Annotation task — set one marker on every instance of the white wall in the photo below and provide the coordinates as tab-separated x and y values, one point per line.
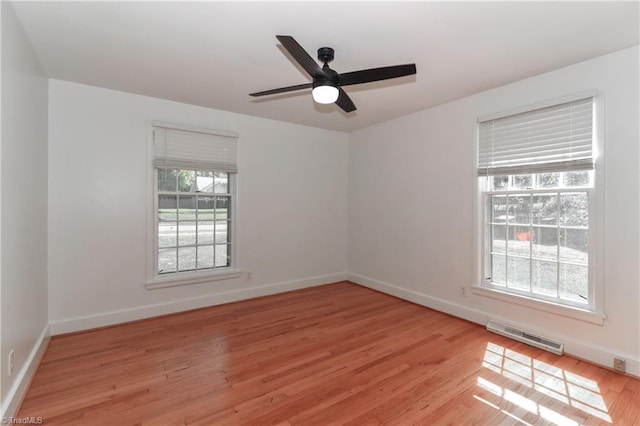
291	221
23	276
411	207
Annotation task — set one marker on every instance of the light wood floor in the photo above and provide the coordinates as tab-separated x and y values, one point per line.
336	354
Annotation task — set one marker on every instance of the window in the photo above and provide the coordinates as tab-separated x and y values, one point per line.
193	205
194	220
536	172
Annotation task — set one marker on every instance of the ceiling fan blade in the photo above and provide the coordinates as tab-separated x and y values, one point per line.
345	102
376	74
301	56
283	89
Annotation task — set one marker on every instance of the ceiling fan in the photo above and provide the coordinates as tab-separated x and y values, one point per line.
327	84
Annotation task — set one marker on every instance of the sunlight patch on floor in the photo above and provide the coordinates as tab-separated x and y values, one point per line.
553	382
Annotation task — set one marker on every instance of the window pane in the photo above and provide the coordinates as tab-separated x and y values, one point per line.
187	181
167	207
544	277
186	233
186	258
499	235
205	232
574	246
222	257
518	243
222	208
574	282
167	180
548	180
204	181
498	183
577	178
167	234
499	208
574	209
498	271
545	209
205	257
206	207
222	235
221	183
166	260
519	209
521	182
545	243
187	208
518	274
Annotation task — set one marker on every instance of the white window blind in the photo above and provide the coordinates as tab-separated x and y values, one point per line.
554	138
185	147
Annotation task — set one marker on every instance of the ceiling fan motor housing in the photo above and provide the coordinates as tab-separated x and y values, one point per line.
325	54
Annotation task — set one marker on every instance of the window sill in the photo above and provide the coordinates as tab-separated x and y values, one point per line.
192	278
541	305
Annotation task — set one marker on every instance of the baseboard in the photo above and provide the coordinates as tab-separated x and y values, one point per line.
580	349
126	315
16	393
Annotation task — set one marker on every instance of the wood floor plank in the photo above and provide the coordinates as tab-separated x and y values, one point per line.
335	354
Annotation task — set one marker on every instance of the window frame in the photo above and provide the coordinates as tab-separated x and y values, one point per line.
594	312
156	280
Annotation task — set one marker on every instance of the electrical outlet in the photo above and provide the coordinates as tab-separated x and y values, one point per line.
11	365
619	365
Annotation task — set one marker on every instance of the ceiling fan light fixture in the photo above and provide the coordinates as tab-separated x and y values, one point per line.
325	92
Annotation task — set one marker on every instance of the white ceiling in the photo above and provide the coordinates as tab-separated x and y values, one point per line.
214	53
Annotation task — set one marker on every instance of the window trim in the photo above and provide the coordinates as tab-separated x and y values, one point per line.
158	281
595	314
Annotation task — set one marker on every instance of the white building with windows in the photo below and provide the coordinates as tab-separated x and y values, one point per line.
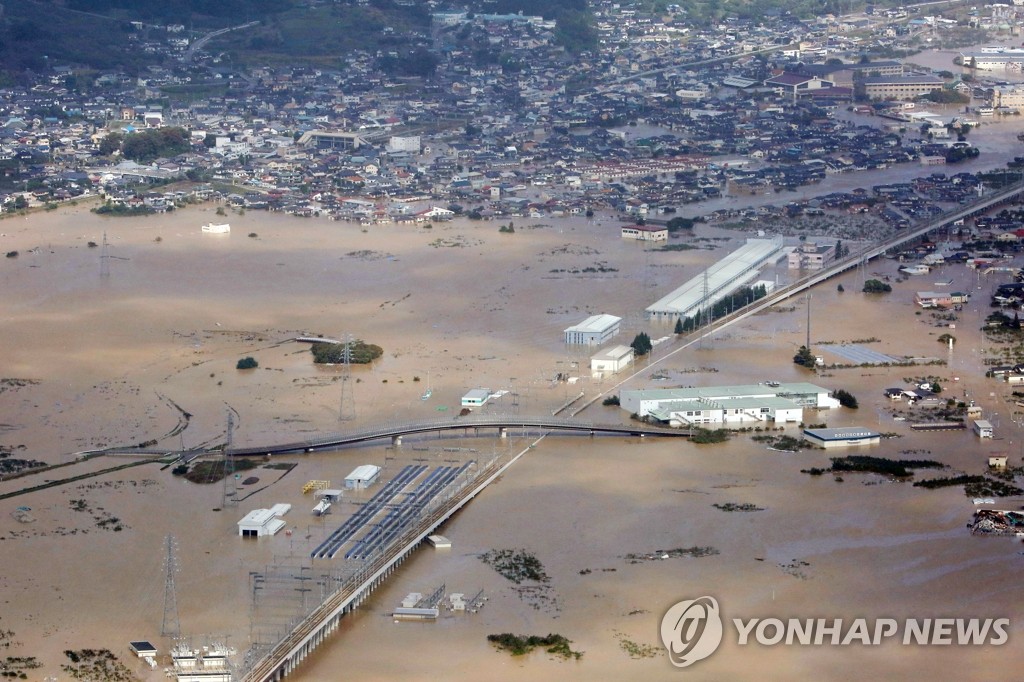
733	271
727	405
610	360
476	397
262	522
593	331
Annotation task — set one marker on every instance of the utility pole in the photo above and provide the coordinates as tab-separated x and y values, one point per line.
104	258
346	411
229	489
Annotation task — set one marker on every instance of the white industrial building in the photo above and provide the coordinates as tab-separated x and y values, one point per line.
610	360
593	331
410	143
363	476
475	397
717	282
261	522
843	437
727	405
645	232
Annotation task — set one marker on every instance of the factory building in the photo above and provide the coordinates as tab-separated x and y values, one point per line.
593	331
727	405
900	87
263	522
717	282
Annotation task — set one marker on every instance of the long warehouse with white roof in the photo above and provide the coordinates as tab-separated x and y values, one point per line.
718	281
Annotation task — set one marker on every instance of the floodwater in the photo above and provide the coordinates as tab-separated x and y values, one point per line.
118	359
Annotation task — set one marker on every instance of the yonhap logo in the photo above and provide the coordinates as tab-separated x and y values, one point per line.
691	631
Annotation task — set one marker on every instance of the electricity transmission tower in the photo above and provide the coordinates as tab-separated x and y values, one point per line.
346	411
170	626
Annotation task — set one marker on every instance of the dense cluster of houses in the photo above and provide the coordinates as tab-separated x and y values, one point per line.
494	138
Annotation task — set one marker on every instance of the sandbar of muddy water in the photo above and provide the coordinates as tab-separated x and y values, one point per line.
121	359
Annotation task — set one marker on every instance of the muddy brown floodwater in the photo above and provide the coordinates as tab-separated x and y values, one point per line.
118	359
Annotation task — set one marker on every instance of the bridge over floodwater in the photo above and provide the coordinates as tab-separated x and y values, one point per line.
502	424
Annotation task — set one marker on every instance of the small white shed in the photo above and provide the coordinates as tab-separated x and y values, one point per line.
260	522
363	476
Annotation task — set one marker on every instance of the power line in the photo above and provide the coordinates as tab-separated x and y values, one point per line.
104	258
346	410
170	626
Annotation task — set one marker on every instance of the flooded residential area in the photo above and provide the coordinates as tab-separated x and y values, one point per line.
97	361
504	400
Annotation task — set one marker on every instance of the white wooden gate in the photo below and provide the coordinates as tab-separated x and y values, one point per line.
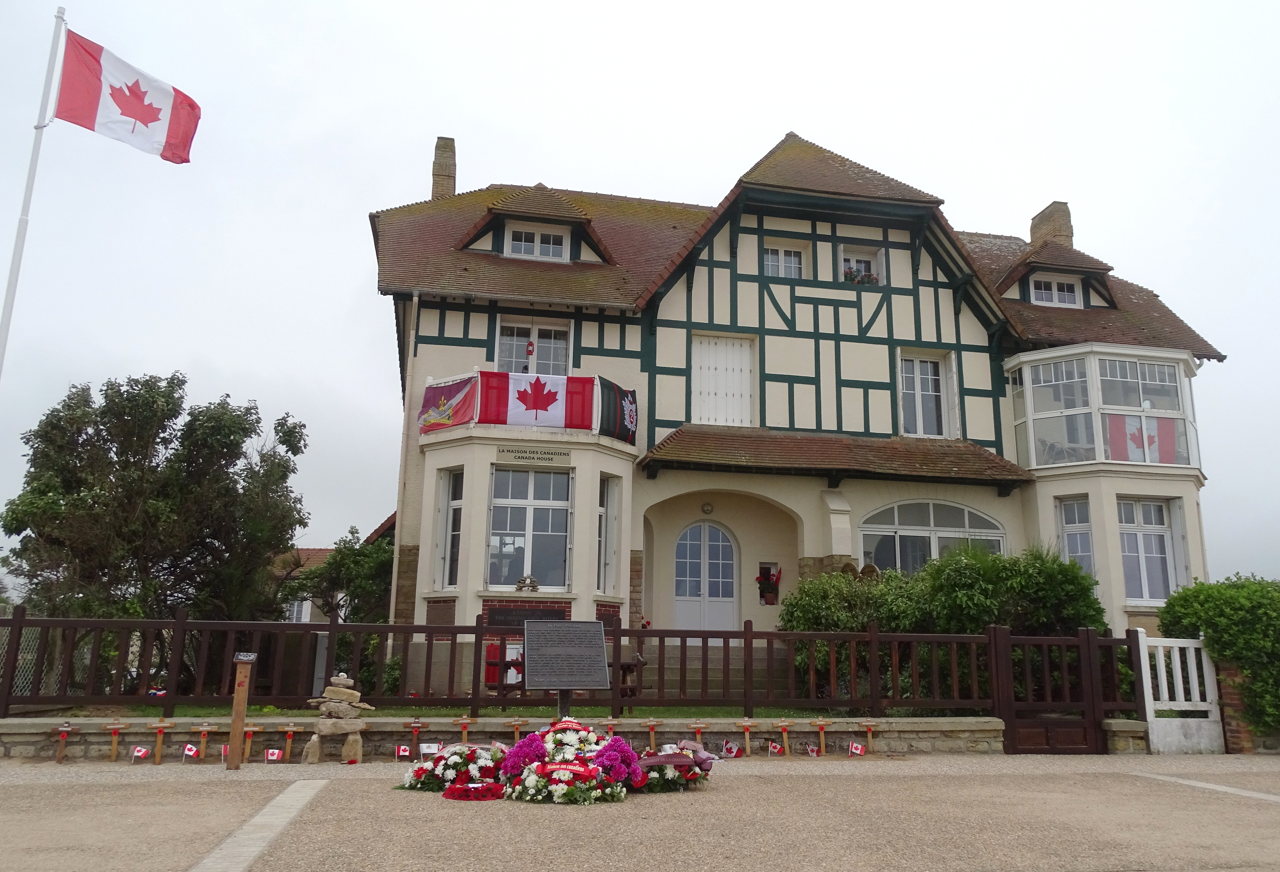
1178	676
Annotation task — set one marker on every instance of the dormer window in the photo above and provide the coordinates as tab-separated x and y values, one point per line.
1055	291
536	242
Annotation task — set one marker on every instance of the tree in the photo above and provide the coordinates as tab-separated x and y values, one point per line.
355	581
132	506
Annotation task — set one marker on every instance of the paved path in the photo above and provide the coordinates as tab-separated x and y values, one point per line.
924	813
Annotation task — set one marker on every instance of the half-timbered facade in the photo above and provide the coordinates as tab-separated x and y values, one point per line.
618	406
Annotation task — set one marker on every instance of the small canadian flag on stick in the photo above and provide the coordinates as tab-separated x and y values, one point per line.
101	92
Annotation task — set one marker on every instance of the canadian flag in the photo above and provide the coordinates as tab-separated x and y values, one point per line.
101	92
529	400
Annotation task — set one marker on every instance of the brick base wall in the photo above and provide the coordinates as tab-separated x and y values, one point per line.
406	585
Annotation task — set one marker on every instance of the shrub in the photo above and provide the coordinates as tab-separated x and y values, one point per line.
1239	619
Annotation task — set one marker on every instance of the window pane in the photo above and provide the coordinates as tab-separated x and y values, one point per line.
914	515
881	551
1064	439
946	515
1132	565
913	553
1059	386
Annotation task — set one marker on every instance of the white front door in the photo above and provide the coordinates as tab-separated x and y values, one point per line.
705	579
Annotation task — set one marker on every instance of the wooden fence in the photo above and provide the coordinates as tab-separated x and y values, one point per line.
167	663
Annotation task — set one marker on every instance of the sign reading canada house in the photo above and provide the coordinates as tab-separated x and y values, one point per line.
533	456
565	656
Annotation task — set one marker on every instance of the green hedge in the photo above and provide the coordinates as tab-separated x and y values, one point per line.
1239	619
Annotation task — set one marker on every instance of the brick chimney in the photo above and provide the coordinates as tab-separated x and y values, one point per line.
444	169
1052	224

■ TASK GOAL ■
In the reply, each line of the data must appear exactly as written, and no picture may appear.

■ REPLY ■
Annotation task — set one marker on every instance of the white wall in the photo below and provide the coordinates as tab-separated x and y values, one point per line.
291	221
23	276
411	207
Annotation task — set one marker on every instance of the light wood floor in the photo above and provide the coordinates as tab-separated x and y values, one point per line.
336	354
Annotation task — set one marker on every instance of the window in the photo above and provide the coordinates as tab-separated x and y values, one point per line.
193	205
194	220
536	172
Annotation task — set one marker on every instance of the ceiling fan blade in the photo above and provide the coordinates as tab-separated x and y values, one point per line.
345	102
376	74
301	56
283	89
Annotation task — set one marker on every instance of the ceiling fan in the photo above and provide the coordinates as tab-separated x and y values, one point per line.
327	84
Annotation task — set one marker on every instance of the sunlight patch on floor in the photo above and provide the coordinates as tab-separated x and y values, one point per line.
553	382
Annotation task — set one marker on every instance of the window pane in the photo above and provide the coordinates as tab-separated x and y values, one point per line.
187	181
167	207
544	277
186	233
186	258
499	235
205	232
574	246
222	257
518	243
222	208
574	282
167	180
548	180
204	181
498	183
577	178
167	234
499	208
574	209
498	271
545	209
205	257
206	207
222	235
221	183
166	260
519	209
521	182
545	243
187	208
518	274
Annotation task — set one marker on every instance of the white window blind in the photo above and provide the coordinates as tab-separated x and y values, one point per line.
554	138
185	147
Annotation task — set one marker on every instance of the ceiling fan motor housing in the photo above and provide the coordinates as tab-separated x and y values, one point per line.
325	54
Annotation task — set one marker on every instance of the window sill in the photo above and provide the coordinates as tab-separated x and y values, one point per line.
192	278
541	305
Annotation task — set one marker on every instance of the baseboard in the photo above and provide the coordinates as tab-separated x and y values, one point per line.
580	349
126	315
16	393
Annotation task — set one marker on every instance of the wood floor plank in the photo above and provide the coordinates as tab-separated x and y values, one point per line.
335	354
Annotation task — set one marker on every instance of the window frame in the photo above and provide the coordinates as tab-separated x and y values, one point per line.
594	312
156	280
Annotation task — set one marker on every instance of the electrical outlet in the photo above and provide the coordinates as tab-separated x and y values, one point per line.
11	365
619	365
Annotation task — set one marker on every instance of the ceiling fan light fixture in the photo above and provide the coordinates as tab-separated x and y values, one point per line.
325	92
Annotation task — set one marker on every instance of the white ceiling in the photo above and provide the coordinates as tab-separated x and y values, one point per line.
214	53
Annotation task — set one marker on every instance of the window trim in the photo above and provide the coordinates as tab-separated x and y values, one point per line.
158	281
595	314
Annotation task — set one marker on every instance of the white building with windows in the photo below and provide the coordinates as tab-separated x and y values, one point per line.
733	271
727	405
610	360
476	397
262	522
593	331
Annotation task — set one marker on every instance of the utility pole in the photo above and provide the coordinates as tab-separated x and y values, one point per line.
104	258
346	411
229	489
Annotation task — set one marker on every instance of the white industrial building in the photo above and provide the coordinates as tab-separated x and y values, one point per line.
610	360
593	331
410	143
363	476
475	397
717	282
261	522
843	437
727	405
645	232
Annotation task — set one marker on every instance of the factory building in the photo above and provide the coordinates as tab-separated x and y values, one point per line.
593	331
727	405
900	87
263	522
717	282
Annotation task — set one marker on every instance of the long warehouse with white roof in the photo above and provide the coordinates as tab-separated x and y values, one point per line.
718	281
Annotation task — set one marker on every instance of the floodwater in the photo above and provide the coordinates as tab-separated x and y values, one point per line.
118	359
Annotation task — set one marker on every instance of the yonhap logo in the photo above and provide the coordinates as tab-separated x and y values, one point per line.
691	631
Annotation task — set one marker on every instance of the electricity transmission tower in the photo above and provide the coordinates as tab-separated x and y values, one point per line.
346	411
170	626
Annotation task — set one marker on every instance of the dense cluster of houses in the photo above and provide the coordinates as tab-separated x and y values, one point per line.
494	138
Annotation task — set one marker on every instance of the sandbar of muddy water in the photo above and provide the coordinates as tab-separated x and y values, one point per line.
121	359
Annotation task — set one marker on every instance of the muddy brown floodwater in the photo above and provide the coordinates as tab-separated x and y values, one point per line.
118	359
Annotation task — set one marker on every instance of the bridge over floodwater in the photo above and provide the coordinates as tab-separated x and y values, one point per line.
502	424
Annotation task — set one marker on every instance of the small white shed in the photo above and provide the coordinates as tab-separated x and y values, one point per line.
260	522
363	476
Annotation task — set one marker on every instance of the power line in the photo above and provide the coordinates as tab-separated x and y values, one point per line.
104	258
346	410
170	626
Annotation task — set one marker on every instance of the flooded residential area in the photo above and provide the coordinates as tab-separated x and y values, one point per line.
97	361
504	400
Annotation task — set one marker on every instance of the white wooden gate in the photo below and provide the coordinates as tab-separated x and y values, one point per line.
1178	676
Annotation task — set one marker on every instance of the dormer window in the photo above and provide the coordinates as tab-separated x and y values, one point per line.
1055	291
536	242
Annotation task — set one marker on every instance of the tree in the photo above and provide the coordinates as tab-separated x and y values, one point per line.
355	581
132	506
Annotation task — set one marker on every instance of the paved path in the photo above and provide the coordinates as tab-separated x and y values, one point per line.
924	813
Annotation task — set one marker on every instance of the half-timbered facade in the photo above and provide the coordinates as tab-separated x and y values, one point per line.
618	406
Annotation task — set one marker on every instance of the small canadian flag on stick in the photo above and provide the coordinates as tab-separated x and y values, one point per line.
101	92
Annotation task — set one marker on every instance of the canadian flag in the photo above and provide the coordinates as tab-separated x and y values, one point per line.
101	92
529	400
Annotation task — set one marker on every instance of the brick base wall in the photo above and provide the coordinates as tab-separated x and y values, one point per line.
406	585
Annotation task — set one marker on every instance of the shrub in the photo above and provide the coordinates as tab-separated x and y values, one point per line.
1239	619
Annotation task — set one marker on every instance of the window pane in the photo above and provide the coordinates as tab-separated x and y values, one point per line.
914	515
881	551
1064	439
946	515
1132	565
913	553
1059	386
Annotation task — set one marker on every instance of the white front door in the photo above and provide the coordinates as tab-separated x and y values, one point per line.
705	579
Annotation task — set one marker on every instance of the wooden fence in the photo above and provide the coordinates as tab-separated x and y values, one point per line.
167	663
Annotation task — set one marker on every instance of the sign reading canada house in the photo above and provide the coordinates as tab-separated x and y values, one point per line.
533	456
565	656
Annotation task — set one marker on every instance of the green hedge in the photo above and provide the coordinates as tab-separated x and y values, one point per line.
1239	619
Annotation task — set one marker on every instance of the brick chimney in the photo above and provide the coordinates as tab-separated x and y values, one point per line.
444	169
1052	224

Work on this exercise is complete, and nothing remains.